• _Data records_

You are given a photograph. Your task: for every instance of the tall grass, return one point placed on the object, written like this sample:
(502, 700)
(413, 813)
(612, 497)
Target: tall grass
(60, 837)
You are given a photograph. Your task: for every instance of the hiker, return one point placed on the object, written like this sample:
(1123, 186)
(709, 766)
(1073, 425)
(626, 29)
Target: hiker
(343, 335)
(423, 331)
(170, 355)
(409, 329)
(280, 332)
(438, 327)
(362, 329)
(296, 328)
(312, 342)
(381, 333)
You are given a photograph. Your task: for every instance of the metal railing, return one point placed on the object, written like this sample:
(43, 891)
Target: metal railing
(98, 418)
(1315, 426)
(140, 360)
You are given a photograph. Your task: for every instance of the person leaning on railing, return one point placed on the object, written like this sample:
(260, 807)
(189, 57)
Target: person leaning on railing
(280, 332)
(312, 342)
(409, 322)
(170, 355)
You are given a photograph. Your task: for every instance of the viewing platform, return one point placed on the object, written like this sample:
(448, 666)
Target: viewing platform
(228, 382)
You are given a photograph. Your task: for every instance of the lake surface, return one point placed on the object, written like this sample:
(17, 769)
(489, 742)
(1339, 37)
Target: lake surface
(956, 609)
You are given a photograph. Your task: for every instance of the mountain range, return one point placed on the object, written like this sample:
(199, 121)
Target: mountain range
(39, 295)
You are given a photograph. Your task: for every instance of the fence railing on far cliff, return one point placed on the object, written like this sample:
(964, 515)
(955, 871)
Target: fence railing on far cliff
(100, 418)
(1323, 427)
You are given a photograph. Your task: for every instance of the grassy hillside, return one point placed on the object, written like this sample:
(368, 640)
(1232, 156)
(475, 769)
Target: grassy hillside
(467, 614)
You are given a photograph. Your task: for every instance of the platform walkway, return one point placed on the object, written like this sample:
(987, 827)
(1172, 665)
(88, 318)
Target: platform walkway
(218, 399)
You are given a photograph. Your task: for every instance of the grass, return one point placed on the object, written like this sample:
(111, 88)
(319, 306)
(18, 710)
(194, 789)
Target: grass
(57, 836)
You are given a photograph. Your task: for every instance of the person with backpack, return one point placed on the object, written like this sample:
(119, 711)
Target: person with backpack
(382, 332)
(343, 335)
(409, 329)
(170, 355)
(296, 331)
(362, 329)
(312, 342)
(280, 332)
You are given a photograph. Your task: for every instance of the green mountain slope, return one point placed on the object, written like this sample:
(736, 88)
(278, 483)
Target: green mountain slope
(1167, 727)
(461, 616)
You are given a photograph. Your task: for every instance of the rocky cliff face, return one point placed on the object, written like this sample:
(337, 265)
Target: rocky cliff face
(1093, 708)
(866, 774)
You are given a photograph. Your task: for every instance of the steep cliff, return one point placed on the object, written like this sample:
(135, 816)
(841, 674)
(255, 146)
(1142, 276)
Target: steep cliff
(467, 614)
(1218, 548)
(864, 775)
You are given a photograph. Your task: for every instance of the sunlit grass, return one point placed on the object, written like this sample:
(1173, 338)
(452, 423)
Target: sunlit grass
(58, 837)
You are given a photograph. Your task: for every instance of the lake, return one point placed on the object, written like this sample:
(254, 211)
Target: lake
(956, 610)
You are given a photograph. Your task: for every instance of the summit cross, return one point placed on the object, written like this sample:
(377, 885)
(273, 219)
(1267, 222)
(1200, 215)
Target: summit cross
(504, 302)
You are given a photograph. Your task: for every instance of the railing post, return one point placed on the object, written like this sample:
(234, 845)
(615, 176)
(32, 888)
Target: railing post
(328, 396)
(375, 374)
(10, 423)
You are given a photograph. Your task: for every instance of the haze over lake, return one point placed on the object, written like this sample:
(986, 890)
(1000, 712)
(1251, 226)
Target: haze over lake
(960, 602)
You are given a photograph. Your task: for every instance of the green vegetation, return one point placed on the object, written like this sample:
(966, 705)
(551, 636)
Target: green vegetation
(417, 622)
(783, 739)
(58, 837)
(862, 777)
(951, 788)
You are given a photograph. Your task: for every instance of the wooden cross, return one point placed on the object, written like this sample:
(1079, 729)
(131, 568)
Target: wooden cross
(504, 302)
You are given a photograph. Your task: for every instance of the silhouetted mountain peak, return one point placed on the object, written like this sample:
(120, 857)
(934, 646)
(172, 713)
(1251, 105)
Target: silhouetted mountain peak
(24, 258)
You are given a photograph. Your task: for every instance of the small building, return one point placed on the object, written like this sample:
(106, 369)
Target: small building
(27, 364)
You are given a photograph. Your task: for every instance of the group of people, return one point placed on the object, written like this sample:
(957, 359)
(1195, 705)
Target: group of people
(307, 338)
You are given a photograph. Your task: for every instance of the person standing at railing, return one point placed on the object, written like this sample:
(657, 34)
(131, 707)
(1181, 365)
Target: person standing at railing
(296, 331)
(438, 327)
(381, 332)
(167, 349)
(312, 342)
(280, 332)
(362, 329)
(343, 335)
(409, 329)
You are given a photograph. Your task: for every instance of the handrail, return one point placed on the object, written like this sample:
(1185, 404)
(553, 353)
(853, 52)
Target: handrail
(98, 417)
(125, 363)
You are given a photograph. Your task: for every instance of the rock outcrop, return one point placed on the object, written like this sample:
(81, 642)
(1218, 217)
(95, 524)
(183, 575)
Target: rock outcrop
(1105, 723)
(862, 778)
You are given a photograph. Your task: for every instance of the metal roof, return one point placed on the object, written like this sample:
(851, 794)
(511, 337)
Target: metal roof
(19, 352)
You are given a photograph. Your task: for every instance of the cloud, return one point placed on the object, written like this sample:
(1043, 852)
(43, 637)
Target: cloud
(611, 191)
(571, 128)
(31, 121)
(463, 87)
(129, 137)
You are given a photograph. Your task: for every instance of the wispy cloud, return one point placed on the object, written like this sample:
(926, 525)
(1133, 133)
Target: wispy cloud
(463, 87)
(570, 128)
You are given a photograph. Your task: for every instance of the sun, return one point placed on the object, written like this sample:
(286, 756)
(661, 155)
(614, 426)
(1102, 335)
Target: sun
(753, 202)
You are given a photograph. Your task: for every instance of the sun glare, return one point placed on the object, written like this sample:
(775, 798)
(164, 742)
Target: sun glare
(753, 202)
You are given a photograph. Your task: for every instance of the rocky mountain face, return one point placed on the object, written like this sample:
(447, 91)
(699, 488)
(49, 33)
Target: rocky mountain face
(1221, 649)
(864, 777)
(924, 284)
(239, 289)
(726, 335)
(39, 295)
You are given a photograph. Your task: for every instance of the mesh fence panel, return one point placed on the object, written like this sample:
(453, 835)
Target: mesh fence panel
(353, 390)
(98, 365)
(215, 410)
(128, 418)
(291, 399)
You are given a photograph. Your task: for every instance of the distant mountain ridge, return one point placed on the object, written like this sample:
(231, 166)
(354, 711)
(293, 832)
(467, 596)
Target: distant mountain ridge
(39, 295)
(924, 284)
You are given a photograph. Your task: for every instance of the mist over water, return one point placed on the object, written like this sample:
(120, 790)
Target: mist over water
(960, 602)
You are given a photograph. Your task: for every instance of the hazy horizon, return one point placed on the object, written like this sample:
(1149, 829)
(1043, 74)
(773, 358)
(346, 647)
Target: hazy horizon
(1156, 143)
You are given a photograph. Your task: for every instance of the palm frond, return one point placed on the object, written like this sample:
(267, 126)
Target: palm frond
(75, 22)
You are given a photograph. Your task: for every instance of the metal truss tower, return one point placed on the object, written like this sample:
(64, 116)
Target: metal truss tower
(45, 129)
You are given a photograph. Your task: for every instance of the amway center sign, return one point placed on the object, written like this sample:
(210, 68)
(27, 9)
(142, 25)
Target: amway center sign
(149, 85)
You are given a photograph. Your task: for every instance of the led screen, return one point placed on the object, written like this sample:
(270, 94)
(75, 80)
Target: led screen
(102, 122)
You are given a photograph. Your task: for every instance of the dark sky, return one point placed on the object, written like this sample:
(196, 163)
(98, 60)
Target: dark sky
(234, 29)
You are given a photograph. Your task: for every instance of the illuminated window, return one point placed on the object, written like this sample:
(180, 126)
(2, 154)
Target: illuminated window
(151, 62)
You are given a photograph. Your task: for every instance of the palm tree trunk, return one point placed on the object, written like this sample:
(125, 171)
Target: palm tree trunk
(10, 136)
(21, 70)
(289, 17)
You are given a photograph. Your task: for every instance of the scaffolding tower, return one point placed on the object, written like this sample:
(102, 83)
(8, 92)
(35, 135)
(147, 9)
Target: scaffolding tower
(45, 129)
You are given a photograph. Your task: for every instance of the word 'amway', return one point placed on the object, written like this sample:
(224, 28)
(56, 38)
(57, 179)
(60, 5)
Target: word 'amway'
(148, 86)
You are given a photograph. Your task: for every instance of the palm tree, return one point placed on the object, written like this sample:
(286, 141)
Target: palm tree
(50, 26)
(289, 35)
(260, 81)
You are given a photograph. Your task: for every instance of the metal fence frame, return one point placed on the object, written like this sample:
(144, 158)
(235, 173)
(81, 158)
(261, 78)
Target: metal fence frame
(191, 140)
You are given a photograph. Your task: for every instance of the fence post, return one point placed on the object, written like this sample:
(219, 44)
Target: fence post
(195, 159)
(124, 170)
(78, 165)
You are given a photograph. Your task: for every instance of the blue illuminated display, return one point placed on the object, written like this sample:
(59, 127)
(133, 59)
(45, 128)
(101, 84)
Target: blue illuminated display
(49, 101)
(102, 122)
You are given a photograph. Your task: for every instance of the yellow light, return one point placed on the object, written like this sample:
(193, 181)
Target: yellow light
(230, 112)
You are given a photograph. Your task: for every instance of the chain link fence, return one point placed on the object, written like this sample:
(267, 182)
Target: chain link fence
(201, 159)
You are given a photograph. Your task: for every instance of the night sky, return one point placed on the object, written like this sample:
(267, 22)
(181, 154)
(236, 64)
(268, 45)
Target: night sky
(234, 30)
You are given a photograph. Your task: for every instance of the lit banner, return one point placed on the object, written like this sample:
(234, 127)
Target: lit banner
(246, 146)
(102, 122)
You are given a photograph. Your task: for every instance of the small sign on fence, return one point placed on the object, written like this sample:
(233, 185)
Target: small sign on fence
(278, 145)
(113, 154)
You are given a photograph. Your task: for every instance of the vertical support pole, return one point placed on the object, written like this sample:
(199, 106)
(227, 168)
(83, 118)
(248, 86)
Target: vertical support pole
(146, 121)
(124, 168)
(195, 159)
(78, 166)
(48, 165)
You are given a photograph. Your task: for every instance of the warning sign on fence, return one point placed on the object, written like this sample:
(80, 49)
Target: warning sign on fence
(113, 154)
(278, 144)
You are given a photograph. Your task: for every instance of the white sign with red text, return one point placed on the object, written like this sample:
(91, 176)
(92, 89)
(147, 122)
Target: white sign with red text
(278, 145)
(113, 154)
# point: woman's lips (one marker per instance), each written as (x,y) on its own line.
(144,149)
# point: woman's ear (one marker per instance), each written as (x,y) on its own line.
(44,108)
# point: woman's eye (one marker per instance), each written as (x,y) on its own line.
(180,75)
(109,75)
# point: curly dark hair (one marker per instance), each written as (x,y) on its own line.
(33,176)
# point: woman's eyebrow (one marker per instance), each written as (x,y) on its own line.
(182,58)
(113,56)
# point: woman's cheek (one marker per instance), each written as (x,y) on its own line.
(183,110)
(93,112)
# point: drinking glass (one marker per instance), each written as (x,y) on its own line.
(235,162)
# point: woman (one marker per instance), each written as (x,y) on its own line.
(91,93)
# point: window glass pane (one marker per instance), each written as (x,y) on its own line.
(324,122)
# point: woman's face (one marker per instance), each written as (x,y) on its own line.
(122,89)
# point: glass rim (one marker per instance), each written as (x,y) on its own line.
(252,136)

• _What is needed_
Within the listing above, the range opens at the line with "Target: wooden cross" and closes at the line with "(1181, 365)". Reproduce exactly the lines of that range, including both ends.

• _Your solution_
Target: wooden cross
(504, 302)
You are given a photograph. Your task: for every instance of the silhouetted mountain peak, return one point placed on the object, written like this sample:
(120, 857)
(934, 646)
(172, 713)
(1251, 105)
Target: silhouetted mountain peak
(24, 258)
You are given a photograph. Your task: for every instance of the small building, return one point placed on the object, written like this sample:
(106, 369)
Target: small building
(27, 364)
You are given a photograph. Your task: for every instance of the group of people, return one point placed on the object, written like this sample:
(957, 359)
(1195, 705)
Target: group of people
(307, 338)
You are given a photograph. Your task: for every instance of the person standing at railing, return one point placed on the object, written like this sample:
(657, 34)
(131, 707)
(1181, 365)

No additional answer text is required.